BEGIN

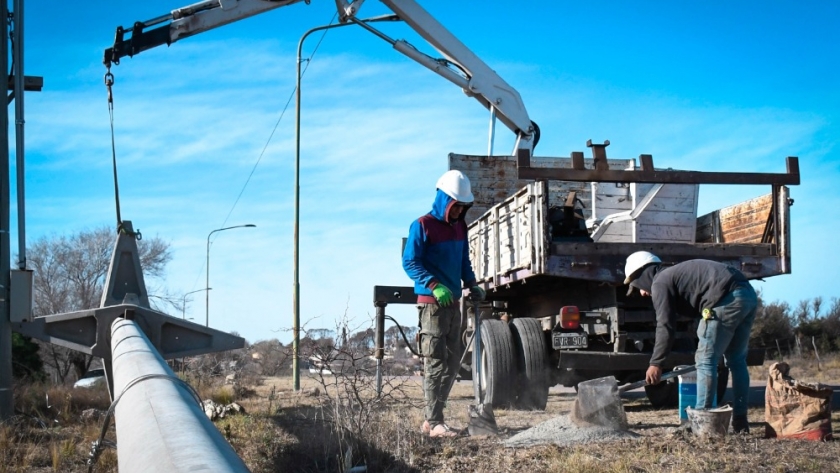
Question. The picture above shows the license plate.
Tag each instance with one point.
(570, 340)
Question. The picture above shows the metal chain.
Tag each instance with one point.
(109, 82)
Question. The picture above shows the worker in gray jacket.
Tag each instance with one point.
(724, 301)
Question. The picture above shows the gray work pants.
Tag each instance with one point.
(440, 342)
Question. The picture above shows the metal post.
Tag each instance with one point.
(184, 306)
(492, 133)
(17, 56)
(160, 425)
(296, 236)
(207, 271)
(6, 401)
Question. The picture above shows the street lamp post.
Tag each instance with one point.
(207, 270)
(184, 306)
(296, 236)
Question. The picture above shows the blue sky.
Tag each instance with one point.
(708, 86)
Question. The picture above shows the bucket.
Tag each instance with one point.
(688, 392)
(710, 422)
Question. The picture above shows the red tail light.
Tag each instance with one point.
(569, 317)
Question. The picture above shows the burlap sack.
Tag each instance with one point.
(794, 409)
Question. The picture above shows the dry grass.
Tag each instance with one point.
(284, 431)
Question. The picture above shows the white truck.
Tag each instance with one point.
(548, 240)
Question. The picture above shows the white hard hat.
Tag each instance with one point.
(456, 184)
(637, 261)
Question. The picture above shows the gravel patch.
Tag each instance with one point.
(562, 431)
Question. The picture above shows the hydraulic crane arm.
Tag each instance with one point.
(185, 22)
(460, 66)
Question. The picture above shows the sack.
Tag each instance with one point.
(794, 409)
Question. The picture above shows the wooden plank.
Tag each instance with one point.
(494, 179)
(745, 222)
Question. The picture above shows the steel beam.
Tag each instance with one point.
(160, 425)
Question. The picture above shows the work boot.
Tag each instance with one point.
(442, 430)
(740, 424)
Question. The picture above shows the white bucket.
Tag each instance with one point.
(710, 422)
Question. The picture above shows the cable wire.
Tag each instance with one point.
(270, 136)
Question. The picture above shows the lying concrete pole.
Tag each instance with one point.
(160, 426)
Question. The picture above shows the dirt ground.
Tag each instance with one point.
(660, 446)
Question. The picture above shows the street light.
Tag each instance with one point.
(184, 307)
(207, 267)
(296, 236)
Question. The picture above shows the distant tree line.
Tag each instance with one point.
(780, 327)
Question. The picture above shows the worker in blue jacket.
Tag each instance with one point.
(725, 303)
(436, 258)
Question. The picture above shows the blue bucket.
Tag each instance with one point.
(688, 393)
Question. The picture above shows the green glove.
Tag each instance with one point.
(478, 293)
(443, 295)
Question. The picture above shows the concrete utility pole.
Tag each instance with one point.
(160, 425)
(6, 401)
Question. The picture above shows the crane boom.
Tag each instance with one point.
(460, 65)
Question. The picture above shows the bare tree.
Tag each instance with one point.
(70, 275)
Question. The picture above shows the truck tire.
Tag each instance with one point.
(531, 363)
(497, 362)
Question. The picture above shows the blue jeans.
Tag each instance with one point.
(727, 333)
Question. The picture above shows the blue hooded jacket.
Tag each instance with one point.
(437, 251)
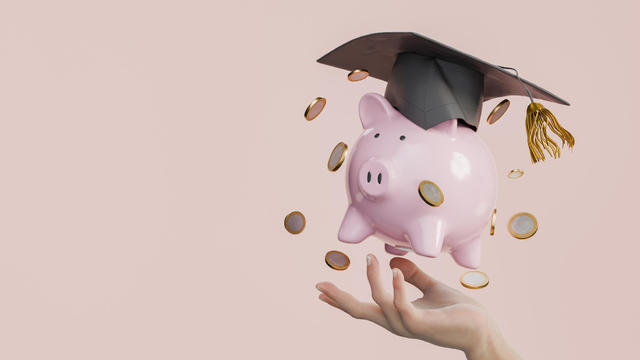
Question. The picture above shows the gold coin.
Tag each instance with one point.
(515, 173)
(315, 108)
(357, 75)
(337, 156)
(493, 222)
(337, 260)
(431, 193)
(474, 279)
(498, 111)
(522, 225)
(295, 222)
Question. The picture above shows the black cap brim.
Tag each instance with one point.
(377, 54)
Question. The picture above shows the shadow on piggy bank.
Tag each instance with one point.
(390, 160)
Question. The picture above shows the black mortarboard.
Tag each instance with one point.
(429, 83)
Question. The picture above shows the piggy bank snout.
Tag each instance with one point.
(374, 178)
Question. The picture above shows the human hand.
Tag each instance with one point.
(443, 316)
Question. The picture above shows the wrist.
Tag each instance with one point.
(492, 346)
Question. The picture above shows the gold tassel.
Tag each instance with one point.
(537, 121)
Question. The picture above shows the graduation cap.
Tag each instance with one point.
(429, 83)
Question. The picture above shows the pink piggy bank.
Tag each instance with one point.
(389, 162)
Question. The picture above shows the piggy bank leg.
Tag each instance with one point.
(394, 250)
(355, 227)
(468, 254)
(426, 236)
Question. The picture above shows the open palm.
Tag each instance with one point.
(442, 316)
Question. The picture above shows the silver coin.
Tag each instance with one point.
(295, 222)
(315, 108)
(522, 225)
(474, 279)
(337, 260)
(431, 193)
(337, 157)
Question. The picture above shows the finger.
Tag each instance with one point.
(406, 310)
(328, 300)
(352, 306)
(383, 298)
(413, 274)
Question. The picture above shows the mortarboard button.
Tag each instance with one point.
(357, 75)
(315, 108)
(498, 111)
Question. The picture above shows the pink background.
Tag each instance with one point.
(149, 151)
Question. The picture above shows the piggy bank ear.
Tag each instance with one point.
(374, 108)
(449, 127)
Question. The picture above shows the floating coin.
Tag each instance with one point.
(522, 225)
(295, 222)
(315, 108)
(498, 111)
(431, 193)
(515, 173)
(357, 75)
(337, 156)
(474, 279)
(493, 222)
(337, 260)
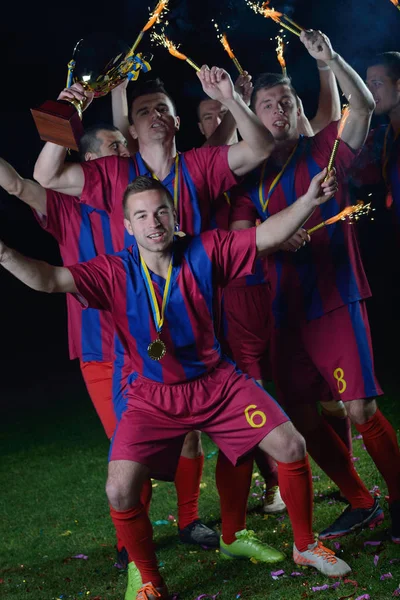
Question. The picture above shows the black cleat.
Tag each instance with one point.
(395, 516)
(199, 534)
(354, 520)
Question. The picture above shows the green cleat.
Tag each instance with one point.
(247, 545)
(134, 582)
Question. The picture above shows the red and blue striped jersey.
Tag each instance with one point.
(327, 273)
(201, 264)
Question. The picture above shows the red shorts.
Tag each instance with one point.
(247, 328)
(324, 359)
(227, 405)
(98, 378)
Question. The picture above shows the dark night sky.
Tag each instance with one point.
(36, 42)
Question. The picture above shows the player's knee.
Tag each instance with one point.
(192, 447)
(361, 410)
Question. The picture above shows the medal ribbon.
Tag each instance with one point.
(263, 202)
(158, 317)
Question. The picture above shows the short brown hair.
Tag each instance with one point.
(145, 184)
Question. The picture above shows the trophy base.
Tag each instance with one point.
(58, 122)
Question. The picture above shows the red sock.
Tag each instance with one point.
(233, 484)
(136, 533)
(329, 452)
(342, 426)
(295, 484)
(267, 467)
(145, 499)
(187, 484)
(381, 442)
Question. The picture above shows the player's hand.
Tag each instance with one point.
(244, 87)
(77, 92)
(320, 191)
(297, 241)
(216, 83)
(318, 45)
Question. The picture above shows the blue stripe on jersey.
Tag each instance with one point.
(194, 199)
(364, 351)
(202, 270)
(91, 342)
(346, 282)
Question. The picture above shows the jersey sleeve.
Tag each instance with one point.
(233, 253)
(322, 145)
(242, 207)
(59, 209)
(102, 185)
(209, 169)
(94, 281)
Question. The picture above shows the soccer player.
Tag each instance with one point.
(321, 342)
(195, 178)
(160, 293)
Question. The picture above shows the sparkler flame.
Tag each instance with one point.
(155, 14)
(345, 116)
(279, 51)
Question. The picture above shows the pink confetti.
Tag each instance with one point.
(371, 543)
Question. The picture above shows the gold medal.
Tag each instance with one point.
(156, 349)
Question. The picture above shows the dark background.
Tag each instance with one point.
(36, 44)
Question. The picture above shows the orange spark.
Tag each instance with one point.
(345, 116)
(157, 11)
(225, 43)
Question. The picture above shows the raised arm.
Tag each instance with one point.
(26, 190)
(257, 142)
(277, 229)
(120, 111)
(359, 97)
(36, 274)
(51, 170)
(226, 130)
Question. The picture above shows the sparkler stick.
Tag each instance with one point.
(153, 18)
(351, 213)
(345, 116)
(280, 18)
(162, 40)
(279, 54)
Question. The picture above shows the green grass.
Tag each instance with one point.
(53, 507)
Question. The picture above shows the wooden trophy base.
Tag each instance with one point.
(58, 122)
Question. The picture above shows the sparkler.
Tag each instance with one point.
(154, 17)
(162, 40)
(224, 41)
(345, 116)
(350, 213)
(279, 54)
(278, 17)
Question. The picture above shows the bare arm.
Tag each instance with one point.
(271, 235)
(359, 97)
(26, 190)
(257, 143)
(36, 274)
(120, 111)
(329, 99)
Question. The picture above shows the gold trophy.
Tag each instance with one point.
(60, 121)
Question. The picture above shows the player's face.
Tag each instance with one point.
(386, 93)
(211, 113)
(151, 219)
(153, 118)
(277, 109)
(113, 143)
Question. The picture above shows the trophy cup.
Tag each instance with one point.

END

▸ What you will do:
Starting with the line with "Question. The picture above shows the player's face." and going on through the end of the data, update each line by putting "Mark" in place of "Tag", keeping everything else the same. Give back only those lines.

▸ Output:
Question. The picture above shows the player's face.
Mark each instance with one point.
(386, 93)
(211, 113)
(151, 219)
(153, 118)
(277, 109)
(113, 143)
Question. The picture above shows the trophy cup.
Mark each instance with one point.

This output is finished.